_Aim 1_
According to the materialized view projection and filter description, during which kind of ingestion is the filtering applied?
_Aim 2_
Continue the materialized view projection and filter description, starting right after its last sentence.
[Start Text to read]
[server][common][controller][vpj] Materialized view projection and filter support #1647

xunyin8 · 2025-03-24T17:32:10Z

Problem Statement

Consumers of a materialized view might not be interested in every data field and update event. Having the ability to perform projection and filter could reduce footprint and improve ingestion performance for MV consumers.

Solution

Add projection and filtering support for materialized view (MV) to be more efficient about unwanted data for view consumers. Projection can be enabled by setting projection fields in the materialized view parameters. Similarly filtering can be enabled by setting filter by fields. These two features can be enabled separately or together. If enabled together the filter by fields will be included in the projecting fields automatically. Here is an example MV configuration to illustrate the ideas:

Record containing fields: {a, b, c, d, e}
Projecting fields: {b, c}
Filtering fields: {a}

The only filtering option for now is to skip if none of the filter by fields changed. The filtering is also only applied during hybrid ingestion since it doesn't make sense to have a change filter on batch push. With the above setup we will project and write all batch data to the MV ({a, b, c}). RT updates (full PUT or UPDATE) will project and write the resulting record to the MV ({a, b, c}) only if the value of field (a) is different from the old value. All DELETE events will be written to the MV (no filtering).
[End Text to read]
[Start Records provided]
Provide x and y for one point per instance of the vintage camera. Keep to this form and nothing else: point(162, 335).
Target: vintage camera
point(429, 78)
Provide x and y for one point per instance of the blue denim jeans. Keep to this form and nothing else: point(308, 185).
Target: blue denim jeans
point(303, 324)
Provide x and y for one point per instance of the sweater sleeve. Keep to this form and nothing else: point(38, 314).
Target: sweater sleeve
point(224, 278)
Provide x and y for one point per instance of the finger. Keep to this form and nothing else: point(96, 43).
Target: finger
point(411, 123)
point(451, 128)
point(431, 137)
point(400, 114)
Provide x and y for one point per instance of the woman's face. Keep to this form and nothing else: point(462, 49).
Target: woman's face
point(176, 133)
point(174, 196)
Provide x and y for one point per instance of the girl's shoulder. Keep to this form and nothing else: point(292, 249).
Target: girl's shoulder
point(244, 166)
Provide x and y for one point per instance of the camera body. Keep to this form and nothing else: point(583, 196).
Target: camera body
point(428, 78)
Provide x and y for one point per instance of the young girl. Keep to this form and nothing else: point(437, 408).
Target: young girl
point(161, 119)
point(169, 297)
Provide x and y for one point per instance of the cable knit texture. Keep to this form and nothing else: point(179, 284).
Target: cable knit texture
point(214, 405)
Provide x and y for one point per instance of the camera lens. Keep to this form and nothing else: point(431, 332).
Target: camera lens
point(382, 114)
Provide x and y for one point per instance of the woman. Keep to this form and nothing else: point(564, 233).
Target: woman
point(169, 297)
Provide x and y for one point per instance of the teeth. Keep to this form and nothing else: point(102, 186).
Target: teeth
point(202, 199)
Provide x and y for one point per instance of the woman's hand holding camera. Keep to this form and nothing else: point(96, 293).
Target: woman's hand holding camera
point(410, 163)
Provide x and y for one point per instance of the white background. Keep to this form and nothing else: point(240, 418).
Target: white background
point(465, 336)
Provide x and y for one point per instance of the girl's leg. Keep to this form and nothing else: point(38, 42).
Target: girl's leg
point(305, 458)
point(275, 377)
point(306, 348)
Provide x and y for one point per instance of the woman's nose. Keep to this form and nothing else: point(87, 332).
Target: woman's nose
[End Records provided]
_Exercise result 1_
Filtering is applied only during hybrid ingestion, not on batch push.

_Exercise result 2_
Code changes

In order to achieve the above behavior there are several changes:

Previously we've used pub sub message headers to perform forwarding to handle chunks during NR pass-through in remote regions. This strategy will not work with projection because in order for us to perform projection on batch data in remote regions, we will need the remote partition leaders to assemble the chunks during NR pass-through. We are replacing the forwarding strategy with InMemoryChunkAssembler. To ensure leaders don't resume in-between chunks we will also buffer and delay writing the chunks to drainer until we have a fully assembled record and produced it to view topic(s). The view partition header code is left untouched in VPJ to remove deployment or rollback order requirements. i.e. VPJ can get ahead of the server. If server gets ahead of VPJ that's fine too because server's new chunking support can function on its own. We can clean up everything once everything is deployed and stable (no more rollbacks).
Added enforcement in controller to ensure view configs are immutable. Projection schema is generated when adding a new materialized view and stored with the view config. Since there can only be one schema version per view, the znode size should be manageable with compression. If this becomes a concern we can also store it separately or generate it on the fly. We also verify the filtering by fields and projection fields to ensure they exist in latest superset or value schema and have default values.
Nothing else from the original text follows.